◆ GOAL: Put the lines of the records below, from the line containing "like x=150 y=839." through the line containing "x=424 y=519", into a JSON list of strings with one string per line and no blank lines.

################

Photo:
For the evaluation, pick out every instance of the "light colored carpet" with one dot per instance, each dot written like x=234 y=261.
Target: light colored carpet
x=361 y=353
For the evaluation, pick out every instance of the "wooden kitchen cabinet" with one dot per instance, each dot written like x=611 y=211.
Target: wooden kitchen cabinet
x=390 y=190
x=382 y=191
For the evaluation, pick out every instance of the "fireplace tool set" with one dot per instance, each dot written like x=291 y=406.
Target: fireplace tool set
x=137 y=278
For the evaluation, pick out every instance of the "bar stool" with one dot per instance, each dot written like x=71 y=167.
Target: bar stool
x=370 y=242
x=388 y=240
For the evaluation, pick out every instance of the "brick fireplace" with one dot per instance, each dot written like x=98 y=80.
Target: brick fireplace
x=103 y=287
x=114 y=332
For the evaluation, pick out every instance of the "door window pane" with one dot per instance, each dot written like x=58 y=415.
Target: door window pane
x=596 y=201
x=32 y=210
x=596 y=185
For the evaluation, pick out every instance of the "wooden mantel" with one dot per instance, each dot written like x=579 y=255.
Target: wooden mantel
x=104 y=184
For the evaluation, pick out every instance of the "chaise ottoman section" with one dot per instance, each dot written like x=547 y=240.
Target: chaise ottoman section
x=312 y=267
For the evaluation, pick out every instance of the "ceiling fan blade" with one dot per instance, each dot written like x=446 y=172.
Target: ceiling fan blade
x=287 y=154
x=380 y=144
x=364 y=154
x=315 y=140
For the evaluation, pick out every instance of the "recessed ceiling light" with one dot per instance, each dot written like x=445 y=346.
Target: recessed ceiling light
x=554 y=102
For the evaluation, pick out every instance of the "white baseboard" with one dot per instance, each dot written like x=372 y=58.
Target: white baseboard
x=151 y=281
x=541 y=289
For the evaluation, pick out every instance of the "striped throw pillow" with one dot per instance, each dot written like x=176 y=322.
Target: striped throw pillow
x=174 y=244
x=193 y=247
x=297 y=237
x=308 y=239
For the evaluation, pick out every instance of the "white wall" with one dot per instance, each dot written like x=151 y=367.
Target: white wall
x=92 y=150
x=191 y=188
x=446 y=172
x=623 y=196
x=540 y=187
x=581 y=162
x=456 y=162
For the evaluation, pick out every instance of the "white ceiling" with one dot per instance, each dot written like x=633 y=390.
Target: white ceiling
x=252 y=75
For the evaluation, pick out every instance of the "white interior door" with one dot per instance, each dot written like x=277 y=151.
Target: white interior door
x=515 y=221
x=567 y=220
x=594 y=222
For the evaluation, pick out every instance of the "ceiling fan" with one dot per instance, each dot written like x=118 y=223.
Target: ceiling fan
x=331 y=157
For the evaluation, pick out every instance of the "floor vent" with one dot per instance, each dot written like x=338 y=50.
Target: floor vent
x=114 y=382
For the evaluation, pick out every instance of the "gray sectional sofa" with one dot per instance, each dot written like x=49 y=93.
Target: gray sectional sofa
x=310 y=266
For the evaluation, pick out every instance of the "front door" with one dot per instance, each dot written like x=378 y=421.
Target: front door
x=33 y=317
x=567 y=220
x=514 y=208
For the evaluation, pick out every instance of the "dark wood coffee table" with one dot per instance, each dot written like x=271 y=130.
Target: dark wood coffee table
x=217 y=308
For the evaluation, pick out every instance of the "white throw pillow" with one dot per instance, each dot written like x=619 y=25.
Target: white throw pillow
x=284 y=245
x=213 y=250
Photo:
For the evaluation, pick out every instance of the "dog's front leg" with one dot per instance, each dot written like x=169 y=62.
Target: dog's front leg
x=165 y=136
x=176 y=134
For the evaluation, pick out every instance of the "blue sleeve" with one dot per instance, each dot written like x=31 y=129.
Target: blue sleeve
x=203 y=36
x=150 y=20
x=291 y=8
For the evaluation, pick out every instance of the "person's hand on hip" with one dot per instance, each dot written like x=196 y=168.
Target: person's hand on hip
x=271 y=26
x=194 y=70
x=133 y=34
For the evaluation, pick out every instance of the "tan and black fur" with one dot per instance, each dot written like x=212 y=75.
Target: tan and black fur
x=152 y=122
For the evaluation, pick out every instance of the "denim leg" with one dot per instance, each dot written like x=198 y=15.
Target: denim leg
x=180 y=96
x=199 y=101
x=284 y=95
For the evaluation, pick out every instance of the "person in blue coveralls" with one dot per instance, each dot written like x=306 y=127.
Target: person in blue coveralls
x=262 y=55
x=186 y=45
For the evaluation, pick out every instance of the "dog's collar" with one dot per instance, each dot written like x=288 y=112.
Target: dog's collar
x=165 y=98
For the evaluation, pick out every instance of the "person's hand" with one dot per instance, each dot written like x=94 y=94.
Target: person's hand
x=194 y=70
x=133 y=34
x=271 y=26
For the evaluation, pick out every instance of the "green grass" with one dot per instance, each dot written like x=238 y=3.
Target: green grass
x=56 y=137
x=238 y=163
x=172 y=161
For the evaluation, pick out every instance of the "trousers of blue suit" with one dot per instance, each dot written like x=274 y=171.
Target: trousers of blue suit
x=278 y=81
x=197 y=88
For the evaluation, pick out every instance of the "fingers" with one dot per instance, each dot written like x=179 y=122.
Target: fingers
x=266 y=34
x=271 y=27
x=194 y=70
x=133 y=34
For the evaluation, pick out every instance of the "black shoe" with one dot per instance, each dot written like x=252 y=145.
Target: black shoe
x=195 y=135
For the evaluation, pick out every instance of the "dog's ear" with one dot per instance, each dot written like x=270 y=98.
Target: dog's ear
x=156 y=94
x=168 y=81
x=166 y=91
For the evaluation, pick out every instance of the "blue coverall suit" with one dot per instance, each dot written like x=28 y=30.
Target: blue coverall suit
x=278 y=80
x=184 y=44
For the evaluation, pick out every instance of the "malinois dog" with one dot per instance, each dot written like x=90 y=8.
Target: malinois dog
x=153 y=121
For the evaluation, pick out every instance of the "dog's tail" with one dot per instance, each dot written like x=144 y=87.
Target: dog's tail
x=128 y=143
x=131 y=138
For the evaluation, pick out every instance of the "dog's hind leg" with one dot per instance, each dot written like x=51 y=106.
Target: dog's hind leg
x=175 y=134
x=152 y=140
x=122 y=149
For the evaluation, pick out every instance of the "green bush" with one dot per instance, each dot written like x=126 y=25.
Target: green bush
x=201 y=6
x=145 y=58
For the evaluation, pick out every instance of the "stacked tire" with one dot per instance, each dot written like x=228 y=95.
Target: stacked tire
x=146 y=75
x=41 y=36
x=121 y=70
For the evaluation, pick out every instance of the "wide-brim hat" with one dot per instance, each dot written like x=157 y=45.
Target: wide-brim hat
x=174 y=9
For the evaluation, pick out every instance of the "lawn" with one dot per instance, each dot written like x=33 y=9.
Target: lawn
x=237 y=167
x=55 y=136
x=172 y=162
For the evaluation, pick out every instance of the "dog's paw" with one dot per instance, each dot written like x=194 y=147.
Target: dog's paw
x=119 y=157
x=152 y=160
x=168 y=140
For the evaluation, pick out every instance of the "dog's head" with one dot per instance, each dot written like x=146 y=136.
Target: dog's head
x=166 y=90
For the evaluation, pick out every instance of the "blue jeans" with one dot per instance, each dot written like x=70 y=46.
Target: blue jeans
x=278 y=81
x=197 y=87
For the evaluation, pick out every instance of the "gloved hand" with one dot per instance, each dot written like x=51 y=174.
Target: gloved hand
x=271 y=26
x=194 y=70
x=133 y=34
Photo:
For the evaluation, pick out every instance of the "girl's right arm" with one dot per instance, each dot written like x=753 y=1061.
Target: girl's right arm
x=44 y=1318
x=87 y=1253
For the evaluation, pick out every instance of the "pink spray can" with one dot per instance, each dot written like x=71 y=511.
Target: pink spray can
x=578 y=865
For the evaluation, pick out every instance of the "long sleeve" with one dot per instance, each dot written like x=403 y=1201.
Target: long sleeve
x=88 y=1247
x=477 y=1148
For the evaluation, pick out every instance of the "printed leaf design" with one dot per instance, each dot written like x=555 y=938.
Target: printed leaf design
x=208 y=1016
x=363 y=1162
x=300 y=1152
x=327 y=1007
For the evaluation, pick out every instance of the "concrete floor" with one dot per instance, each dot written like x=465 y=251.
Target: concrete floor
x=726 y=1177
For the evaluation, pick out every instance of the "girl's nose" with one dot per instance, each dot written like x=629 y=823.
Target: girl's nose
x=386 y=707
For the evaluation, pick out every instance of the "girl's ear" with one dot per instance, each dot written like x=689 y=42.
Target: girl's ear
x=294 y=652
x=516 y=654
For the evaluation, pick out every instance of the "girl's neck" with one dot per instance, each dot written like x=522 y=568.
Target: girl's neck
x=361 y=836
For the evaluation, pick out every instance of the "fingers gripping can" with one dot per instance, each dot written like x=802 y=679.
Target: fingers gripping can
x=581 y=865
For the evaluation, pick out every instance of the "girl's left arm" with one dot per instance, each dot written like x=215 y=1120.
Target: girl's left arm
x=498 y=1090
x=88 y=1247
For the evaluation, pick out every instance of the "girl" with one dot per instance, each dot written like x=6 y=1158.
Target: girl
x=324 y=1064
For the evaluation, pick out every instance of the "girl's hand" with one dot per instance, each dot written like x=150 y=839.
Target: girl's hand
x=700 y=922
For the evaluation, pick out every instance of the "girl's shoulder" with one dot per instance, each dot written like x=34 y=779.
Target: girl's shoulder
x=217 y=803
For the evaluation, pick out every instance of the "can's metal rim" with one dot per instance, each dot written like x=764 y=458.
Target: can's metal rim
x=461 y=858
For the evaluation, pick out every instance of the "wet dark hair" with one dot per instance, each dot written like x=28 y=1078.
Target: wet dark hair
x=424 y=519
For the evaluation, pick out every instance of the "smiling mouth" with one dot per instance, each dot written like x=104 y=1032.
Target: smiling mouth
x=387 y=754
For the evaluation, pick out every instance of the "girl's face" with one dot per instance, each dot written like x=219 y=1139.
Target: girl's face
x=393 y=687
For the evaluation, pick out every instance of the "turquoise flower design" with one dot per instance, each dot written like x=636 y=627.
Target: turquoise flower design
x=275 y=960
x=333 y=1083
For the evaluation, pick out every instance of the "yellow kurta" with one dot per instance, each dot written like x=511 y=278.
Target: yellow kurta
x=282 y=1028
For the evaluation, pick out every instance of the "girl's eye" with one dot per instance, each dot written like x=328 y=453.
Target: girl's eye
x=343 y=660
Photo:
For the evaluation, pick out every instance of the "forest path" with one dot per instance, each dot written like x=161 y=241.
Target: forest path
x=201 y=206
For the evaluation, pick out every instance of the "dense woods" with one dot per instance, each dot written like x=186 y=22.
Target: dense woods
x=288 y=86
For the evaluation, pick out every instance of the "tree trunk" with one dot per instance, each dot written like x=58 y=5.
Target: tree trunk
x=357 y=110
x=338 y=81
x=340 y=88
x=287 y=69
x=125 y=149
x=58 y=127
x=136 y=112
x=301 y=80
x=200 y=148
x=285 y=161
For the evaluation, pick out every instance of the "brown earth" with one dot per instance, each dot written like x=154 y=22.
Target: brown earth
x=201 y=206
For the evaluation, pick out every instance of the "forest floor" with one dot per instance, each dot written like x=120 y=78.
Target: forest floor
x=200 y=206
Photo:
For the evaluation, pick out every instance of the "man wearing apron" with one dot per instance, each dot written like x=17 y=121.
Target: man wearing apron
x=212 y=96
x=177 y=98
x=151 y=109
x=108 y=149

################

◆ EXERCISE SOLUTION:
[
  "For the evaluation, pick out every instance of the \"girl's hand\" with one dot per instance, each dot written like x=150 y=839.",
  "Target: girl's hand",
  "x=700 y=922",
  "For the evaluation, pick out every instance of the \"girl's shoulder\" with one dot per instance, each dot written like x=34 y=779.",
  "Target: girl's shoulder",
  "x=217 y=803",
  "For the evaluation, pick out every instance of the \"can's metal rim\" with one dot per instance, each dot written like x=764 y=458.",
  "Target: can's metal rim",
  "x=461 y=858",
  "For the evaluation, pick out every instance of the \"wet dark hair\" with one dot per instance, each dot written like x=28 y=1078.",
  "Target: wet dark hair",
  "x=424 y=519"
]